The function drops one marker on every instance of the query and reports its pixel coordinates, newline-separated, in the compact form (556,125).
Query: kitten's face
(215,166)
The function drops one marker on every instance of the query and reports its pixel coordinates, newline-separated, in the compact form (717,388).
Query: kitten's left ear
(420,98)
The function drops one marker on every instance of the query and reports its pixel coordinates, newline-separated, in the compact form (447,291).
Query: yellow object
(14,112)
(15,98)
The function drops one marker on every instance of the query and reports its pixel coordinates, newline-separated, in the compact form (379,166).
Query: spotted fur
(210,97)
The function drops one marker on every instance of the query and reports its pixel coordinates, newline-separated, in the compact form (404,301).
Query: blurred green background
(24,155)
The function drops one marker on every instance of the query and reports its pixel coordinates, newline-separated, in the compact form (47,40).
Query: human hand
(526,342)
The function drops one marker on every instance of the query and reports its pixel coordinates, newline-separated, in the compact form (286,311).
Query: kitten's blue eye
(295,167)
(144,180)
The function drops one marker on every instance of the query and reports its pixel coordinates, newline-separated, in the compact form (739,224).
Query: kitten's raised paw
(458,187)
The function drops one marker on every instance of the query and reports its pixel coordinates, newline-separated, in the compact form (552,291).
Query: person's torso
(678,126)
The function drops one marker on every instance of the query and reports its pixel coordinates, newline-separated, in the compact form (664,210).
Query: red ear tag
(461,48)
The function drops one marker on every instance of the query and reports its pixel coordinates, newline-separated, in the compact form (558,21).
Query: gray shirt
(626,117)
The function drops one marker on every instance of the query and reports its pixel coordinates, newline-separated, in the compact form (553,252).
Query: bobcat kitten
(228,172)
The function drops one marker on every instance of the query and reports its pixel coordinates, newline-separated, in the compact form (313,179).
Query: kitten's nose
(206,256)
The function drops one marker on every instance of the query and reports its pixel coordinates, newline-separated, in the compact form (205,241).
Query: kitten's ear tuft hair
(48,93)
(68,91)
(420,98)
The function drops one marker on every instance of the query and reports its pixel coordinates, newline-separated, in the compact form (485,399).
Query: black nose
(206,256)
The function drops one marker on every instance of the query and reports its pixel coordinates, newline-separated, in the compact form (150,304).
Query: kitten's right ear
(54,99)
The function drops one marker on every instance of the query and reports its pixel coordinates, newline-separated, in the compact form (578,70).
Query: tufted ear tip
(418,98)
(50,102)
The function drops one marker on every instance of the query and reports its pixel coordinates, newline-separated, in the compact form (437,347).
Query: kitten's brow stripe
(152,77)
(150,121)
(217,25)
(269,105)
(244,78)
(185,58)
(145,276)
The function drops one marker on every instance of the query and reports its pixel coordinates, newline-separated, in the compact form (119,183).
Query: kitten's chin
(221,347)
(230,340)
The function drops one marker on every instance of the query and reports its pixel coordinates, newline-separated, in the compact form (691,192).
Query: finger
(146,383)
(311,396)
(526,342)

● ● ● ● ●

**THE TASK:** Reproduce all of the records above verbatim, line for line.

**ANSWER TO THIS PROBLEM:**
The function drops one marker on every instance of the query and reports its pixel coordinates, newline-separated, in the compact form (556,125).
Query: kitten's face
(215,166)
The function drops one marker on every instance of the query and reports its pixel coordinates, newline-separated, in the compact form (717,388).
Query: kitten's left ear
(420,98)
The function drops one marker on every instance of the query and reports its pixel coordinates, newline-separated, in the compact form (447,291).
Query: yellow object
(14,112)
(15,98)
The function drops one marker on every instance of the query and reports its pixel coordinates, newline-separated, in the compact form (379,166).
Query: spotted fur
(210,97)
The function drops one marker on every instance of the query and reports its pixel coordinates, newline-separated, in the compact form (404,301).
Query: blurred green background
(24,155)
The function drops one marker on every instance of the query and reports its pixel coordinates, newline-separated, in the compact form (47,40).
Query: human hand
(526,342)
The function drops one marker on every instance of the query and reports its pixel coordinates, newline-separated, in the compact form (286,311).
Query: kitten's blue eye
(295,167)
(144,180)
The function drops one marker on every instance of the query and reports its pixel coordinates, newline-separated, in the compact form (739,224).
Query: kitten's raised paw
(458,187)
The function drops one marker on every instance of the query and reports its pixel coordinates, newline-separated, in the compact form (552,291).
Query: person's torso
(678,126)
The function drops one marker on every instance of the query and reports its pixel coordinates, newline-separated, in the compact form (664,210).
Query: red ear tag
(461,48)
The function drops one marker on every instance of the query and reports its pixel coordinates, newline-separated, in the compact form (558,21).
Query: gray shirt
(626,117)
The function drops one marker on every instance of the query and reports its pixel coordinates, newline-separated, in the compact form (553,252).
Query: bobcat kitten
(228,172)
The function drops one marker on every instance of the query and reports its pixel coordinates, newline-separated, in the compact form (313,179).
Query: kitten's nose
(206,256)
The function drops one marker on every instance of the query and reports its pixel coordinates, newline-separated, in the compact form (205,241).
Query: kitten's ear tuft hair
(48,93)
(68,91)
(420,98)
The function drops one marker on every instance of the query and reports its pixel coordinates, newline-separated, in the compact form (485,399).
Query: black nose
(206,256)
The function drops one marker on every instance of the query and reports its pixel coordinates, newline-separated, in the compact form (150,304).
Query: kitten's right ear
(54,99)
The function drops one marker on every instance of the query and reports its pixel coordinates, newline-separated, in the compact form (578,70).
Query: tufted ear tip
(418,98)
(50,102)
The function drops one marker on every instance of the query and reports its pixel coordinates, newline-separated, in the compact form (437,347).
Query: kitten's brow stripe
(152,77)
(150,121)
(217,25)
(269,105)
(244,78)
(185,58)
(145,276)
The function drops one marker on every instance of the query and reports its pixel coordinates, newline-separated, in the compact form (119,183).
Query: kitten's chin
(221,347)
(230,340)
The function drops one marker on every instance of the query and reports its pixel coordinates, newline-separated, in the compact form (691,192).
Query: finger
(146,383)
(311,396)
(526,342)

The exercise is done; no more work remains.